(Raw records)
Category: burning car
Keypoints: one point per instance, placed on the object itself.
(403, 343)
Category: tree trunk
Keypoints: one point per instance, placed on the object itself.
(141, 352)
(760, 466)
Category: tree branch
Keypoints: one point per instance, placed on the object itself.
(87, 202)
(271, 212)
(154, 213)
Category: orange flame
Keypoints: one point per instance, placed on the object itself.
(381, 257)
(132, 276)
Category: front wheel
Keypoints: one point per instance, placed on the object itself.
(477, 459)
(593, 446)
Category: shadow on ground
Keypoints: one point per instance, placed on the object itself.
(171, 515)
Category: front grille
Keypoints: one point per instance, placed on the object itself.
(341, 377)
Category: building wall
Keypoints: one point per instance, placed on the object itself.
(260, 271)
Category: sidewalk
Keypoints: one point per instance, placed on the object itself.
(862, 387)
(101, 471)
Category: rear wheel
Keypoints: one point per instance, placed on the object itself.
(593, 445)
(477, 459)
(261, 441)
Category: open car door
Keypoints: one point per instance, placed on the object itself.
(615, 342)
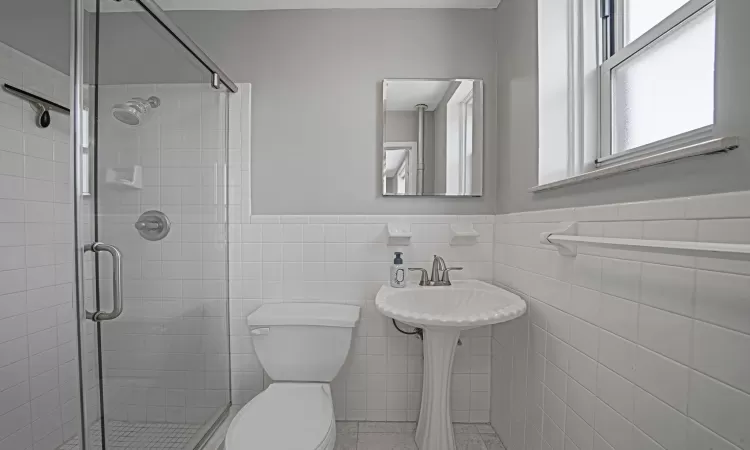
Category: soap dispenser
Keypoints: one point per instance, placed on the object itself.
(398, 273)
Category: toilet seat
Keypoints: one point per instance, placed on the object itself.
(286, 416)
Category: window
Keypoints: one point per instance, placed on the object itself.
(657, 77)
(623, 84)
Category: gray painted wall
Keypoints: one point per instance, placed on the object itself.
(316, 76)
(517, 122)
(38, 28)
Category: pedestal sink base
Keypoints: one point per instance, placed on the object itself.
(442, 312)
(435, 428)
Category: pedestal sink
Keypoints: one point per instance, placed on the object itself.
(442, 312)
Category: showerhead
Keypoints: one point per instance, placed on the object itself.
(135, 111)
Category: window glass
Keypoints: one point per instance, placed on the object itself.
(667, 89)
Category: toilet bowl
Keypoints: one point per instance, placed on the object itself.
(302, 347)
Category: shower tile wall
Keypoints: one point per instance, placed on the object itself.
(625, 350)
(166, 357)
(345, 259)
(38, 391)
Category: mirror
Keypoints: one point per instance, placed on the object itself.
(433, 137)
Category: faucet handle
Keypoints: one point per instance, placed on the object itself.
(446, 277)
(424, 280)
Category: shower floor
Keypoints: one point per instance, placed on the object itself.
(139, 436)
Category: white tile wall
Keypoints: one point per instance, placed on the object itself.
(38, 367)
(625, 350)
(166, 358)
(345, 259)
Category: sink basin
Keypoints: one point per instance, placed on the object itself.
(442, 312)
(464, 305)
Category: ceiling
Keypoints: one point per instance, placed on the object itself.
(254, 5)
(405, 95)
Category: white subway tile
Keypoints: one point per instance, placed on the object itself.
(617, 354)
(662, 377)
(613, 427)
(700, 438)
(669, 288)
(615, 391)
(665, 333)
(664, 424)
(621, 278)
(722, 354)
(723, 299)
(720, 408)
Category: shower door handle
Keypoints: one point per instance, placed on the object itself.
(99, 316)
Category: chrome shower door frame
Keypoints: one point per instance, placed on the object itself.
(89, 387)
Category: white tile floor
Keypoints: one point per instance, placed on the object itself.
(400, 436)
(350, 436)
(139, 436)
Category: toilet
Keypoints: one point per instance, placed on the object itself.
(302, 347)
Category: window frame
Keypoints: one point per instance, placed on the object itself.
(614, 53)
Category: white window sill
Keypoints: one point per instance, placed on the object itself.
(704, 148)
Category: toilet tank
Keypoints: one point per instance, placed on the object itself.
(302, 341)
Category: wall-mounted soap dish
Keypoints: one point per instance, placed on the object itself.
(463, 234)
(128, 178)
(399, 234)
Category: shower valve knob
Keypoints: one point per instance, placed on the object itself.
(153, 225)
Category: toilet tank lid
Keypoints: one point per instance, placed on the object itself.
(310, 314)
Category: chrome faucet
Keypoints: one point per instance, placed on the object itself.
(440, 273)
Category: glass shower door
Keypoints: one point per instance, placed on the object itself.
(155, 258)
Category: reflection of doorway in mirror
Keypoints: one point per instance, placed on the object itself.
(459, 140)
(399, 168)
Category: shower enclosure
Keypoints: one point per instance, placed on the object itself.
(150, 145)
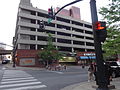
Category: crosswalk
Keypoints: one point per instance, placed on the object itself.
(19, 80)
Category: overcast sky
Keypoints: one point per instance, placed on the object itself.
(9, 9)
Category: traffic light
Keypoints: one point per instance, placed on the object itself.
(100, 30)
(51, 13)
(41, 25)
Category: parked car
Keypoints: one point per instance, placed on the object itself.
(5, 61)
(115, 66)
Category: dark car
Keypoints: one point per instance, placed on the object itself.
(5, 61)
(115, 66)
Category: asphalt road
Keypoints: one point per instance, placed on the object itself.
(56, 80)
(41, 79)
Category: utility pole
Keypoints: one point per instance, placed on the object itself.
(101, 80)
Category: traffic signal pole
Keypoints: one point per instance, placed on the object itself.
(101, 80)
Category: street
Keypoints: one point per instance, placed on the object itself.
(41, 79)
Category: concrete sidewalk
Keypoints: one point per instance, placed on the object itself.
(92, 85)
(79, 86)
(10, 66)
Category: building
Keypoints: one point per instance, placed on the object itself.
(70, 33)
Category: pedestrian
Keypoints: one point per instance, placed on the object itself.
(90, 72)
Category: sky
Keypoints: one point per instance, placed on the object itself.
(9, 9)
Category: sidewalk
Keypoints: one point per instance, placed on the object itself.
(10, 67)
(89, 85)
(79, 86)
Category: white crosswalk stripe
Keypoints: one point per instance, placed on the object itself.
(19, 80)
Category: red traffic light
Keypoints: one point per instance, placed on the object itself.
(100, 25)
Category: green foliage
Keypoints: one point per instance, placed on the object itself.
(50, 53)
(111, 14)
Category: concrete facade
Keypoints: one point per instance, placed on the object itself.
(70, 33)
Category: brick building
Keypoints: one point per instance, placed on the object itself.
(70, 33)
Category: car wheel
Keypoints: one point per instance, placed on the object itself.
(113, 74)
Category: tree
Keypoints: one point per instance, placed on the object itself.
(111, 14)
(50, 53)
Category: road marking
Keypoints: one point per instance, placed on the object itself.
(28, 87)
(57, 72)
(21, 84)
(16, 76)
(3, 68)
(8, 82)
(17, 79)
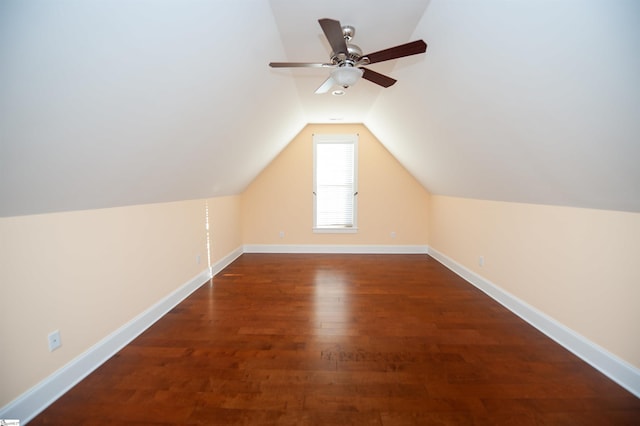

▶ Brief:
Give the lines of all the items above as a JSON list of strings, one string per line, with blank lines left out. Keep the pictures out of the list.

▶ The solution:
[
  "Category: burning car",
  "Keypoints: one point per instance, placed on the object itself.",
  "(403, 343)",
  "Category: tree trunk",
  "Keypoints: one point per instance, placed on the object itself.",
  "(141, 352)",
  "(760, 466)",
  "Category: tree branch",
  "Keypoints: one point per instance, placed on the object itself.",
  "(87, 202)",
  "(271, 212)",
  "(154, 213)",
  "Category: orange flame",
  "Keypoints: one point per instance, placed on the object itself.",
  "(381, 257)",
  "(132, 276)",
  "Category: front wheel",
  "Keypoints: one point per instance, placed on the object itself.",
  "(477, 459)",
  "(593, 446)",
  "Category: shadow on ground",
  "Keypoints: one point per instance, placed on the object itself.",
  "(171, 515)",
  "Category: front grille",
  "Keypoints: one point per instance, placed on the object itself.",
  "(341, 377)",
  "Category: building wall",
  "Keypoints: one point per instance, placed on the object itself.",
  "(260, 271)",
  "Category: sidewalk",
  "Keypoints: one point per instance, placed on the object itself.",
  "(862, 387)",
  "(101, 471)",
  "Category: rear wheel",
  "Keypoints: one point per instance, placed on the object itself.",
  "(593, 445)",
  "(477, 459)",
  "(261, 441)",
  "Category: open car door",
  "Keypoints: one point per instance, placed on the object itself.",
  "(615, 342)",
  "Category: soap dispenser",
  "Keypoints: one point per instance, placed on the object itself.",
  "(398, 273)",
  "Category: toilet seat",
  "Keypoints: one point per instance, placed on the object itself.",
  "(286, 416)",
  "Category: window",
  "Keypoints: one point per instance, placed on the object itself.",
  "(657, 77)",
  "(623, 84)",
  "Category: gray painted wall",
  "Keypoints: one point per instance, placed on the object itself.",
  "(316, 76)",
  "(517, 122)",
  "(38, 28)",
  "Category: pedestal sink base",
  "Keypoints: one point per instance, placed on the object itself.",
  "(442, 312)",
  "(435, 428)",
  "Category: pedestal sink",
  "Keypoints: one point per instance, placed on the object itself.",
  "(442, 312)",
  "Category: showerhead",
  "Keypoints: one point per instance, placed on the object itself.",
  "(135, 111)",
  "Category: window glass",
  "Keypoints: one point per instance, placed on the object itself.",
  "(667, 89)",
  "Category: toilet bowl",
  "Keypoints: one point per instance, placed on the object itself.",
  "(302, 347)",
  "Category: shower tile wall",
  "Keypoints: one point per instance, placed on the object itself.",
  "(625, 350)",
  "(166, 357)",
  "(345, 259)",
  "(38, 391)",
  "Category: mirror",
  "Keypoints: one point per instance, placed on the object itself.",
  "(433, 137)",
  "Category: faucet handle",
  "Keypoints: one point per instance, placed on the object itself.",
  "(446, 277)",
  "(424, 280)",
  "Category: shower floor",
  "Keypoints: one point per instance, placed on the object itself.",
  "(139, 436)",
  "Category: white tile wall",
  "Keypoints: one point per instance, placed on the object itself.",
  "(38, 367)",
  "(625, 350)",
  "(166, 358)",
  "(345, 259)",
  "Category: sink basin",
  "Keypoints: one point per instance, placed on the object itself.",
  "(442, 312)",
  "(464, 305)",
  "Category: ceiling",
  "Keypoints: one point per instance, placed on the object itself.",
  "(254, 5)",
  "(405, 95)",
  "Category: white subway tile",
  "Keypoints: one point per instance, placed on the object itself.",
  "(617, 354)",
  "(662, 377)",
  "(613, 427)",
  "(700, 438)",
  "(669, 288)",
  "(615, 391)",
  "(665, 333)",
  "(664, 424)",
  "(621, 278)",
  "(722, 354)",
  "(723, 299)",
  "(720, 408)",
  "Category: shower door handle",
  "Keypoints: one point per instance, placed on the object itself.",
  "(99, 316)",
  "Category: chrome shower door frame",
  "Keypoints: one point per instance, placed on the object itself.",
  "(89, 387)",
  "Category: white tile floor",
  "Keypoints: one point per instance, placed on the object itself.",
  "(400, 436)",
  "(350, 436)",
  "(139, 436)",
  "Category: toilet",
  "Keypoints: one point per instance, placed on the object itself.",
  "(302, 347)",
  "Category: window frame",
  "Keypoints: one point per instance, placed on the object itself.",
  "(614, 53)",
  "Category: white window sill",
  "Keypoints: one point per instance, placed on the object itself.",
  "(704, 148)",
  "Category: toilet tank",
  "Keypoints: one point per instance, placed on the object itself.",
  "(302, 341)",
  "Category: wall-mounted soap dish",
  "Keypoints: one point per instance, placed on the object itself.",
  "(463, 234)",
  "(128, 178)",
  "(399, 234)",
  "Category: shower valve knob",
  "Keypoints: one point per instance, placed on the object itself.",
  "(153, 225)",
  "Category: toilet tank lid",
  "Keypoints: one point per instance, placed on the object itself.",
  "(310, 314)",
  "Category: chrome faucet",
  "Keypoints: one point per instance, placed on the object itself.",
  "(440, 273)",
  "Category: glass shower door",
  "Keypoints: one point per instance, placed on the object itself.",
  "(155, 258)",
  "Category: reflection of doorway in mirror",
  "Keypoints: one point per instance, placed on the object itself.",
  "(459, 140)",
  "(399, 168)",
  "Category: shower enclosure",
  "Keypoints: one point per instance, placed on the object itself.",
  "(150, 145)",
  "Category: crosswalk",
  "Keypoints: one point per instance, placed on the object itself.",
  "(19, 80)",
  "Category: overcast sky",
  "Keypoints: one point per instance, placed on the object itself.",
  "(9, 9)",
  "Category: traffic light",
  "Keypoints: one point per instance, placed on the object itself.",
  "(100, 30)",
  "(51, 13)",
  "(41, 25)",
  "Category: parked car",
  "Keypoints: one point per instance, placed on the object itself.",
  "(5, 61)",
  "(115, 66)",
  "Category: dark car",
  "Keypoints: one point per instance, placed on the object itself.",
  "(5, 61)",
  "(115, 66)",
  "Category: asphalt road",
  "Keypoints: one point per instance, placed on the object itself.",
  "(56, 80)",
  "(41, 79)",
  "Category: utility pole",
  "Keypoints: one point per instance, placed on the object itself.",
  "(101, 80)",
  "Category: traffic signal pole",
  "Keypoints: one point per instance, placed on the object itself.",
  "(101, 80)",
  "Category: street",
  "Keypoints: one point per instance, placed on the object itself.",
  "(41, 79)",
  "Category: concrete sidewalk",
  "Keypoints: one point per instance, placed on the object itself.",
  "(92, 85)",
  "(79, 86)",
  "(10, 66)",
  "Category: building",
  "Keypoints: one point per instance, placed on the object itself.",
  "(70, 33)",
  "Category: pedestrian",
  "Keypoints: one point per instance, placed on the object itself.",
  "(90, 72)",
  "Category: sky",
  "Keypoints: one point per instance, placed on the object itself.",
  "(9, 9)",
  "Category: sidewalk",
  "Keypoints: one point per instance, placed on the object itself.",
  "(10, 67)",
  "(89, 85)",
  "(79, 86)",
  "Category: white crosswalk stripe",
  "Keypoints: one point per instance, placed on the object itself.",
  "(19, 80)",
  "Category: red traffic light",
  "Keypoints: one point per instance, placed on the object itself.",
  "(100, 25)",
  "Category: green foliage",
  "Keypoints: one point per instance, placed on the object itself.",
  "(50, 53)",
  "(111, 14)",
  "Category: concrete facade",
  "Keypoints: one point per instance, placed on the object itself.",
  "(70, 33)",
  "Category: brick building",
  "Keypoints: one point per instance, placed on the object itself.",
  "(70, 33)",
  "Category: car wheel",
  "Keypoints: one point per instance, placed on the object itself.",
  "(113, 74)",
  "Category: tree",
  "Keypoints: one point per instance, placed on the object itself.",
  "(111, 14)",
  "(50, 53)",
  "Category: road marking",
  "Keypoints: one point per instance, placed on the object itself.",
  "(28, 87)",
  "(57, 72)",
  "(21, 84)",
  "(16, 76)",
  "(3, 68)",
  "(8, 82)",
  "(17, 79)"
]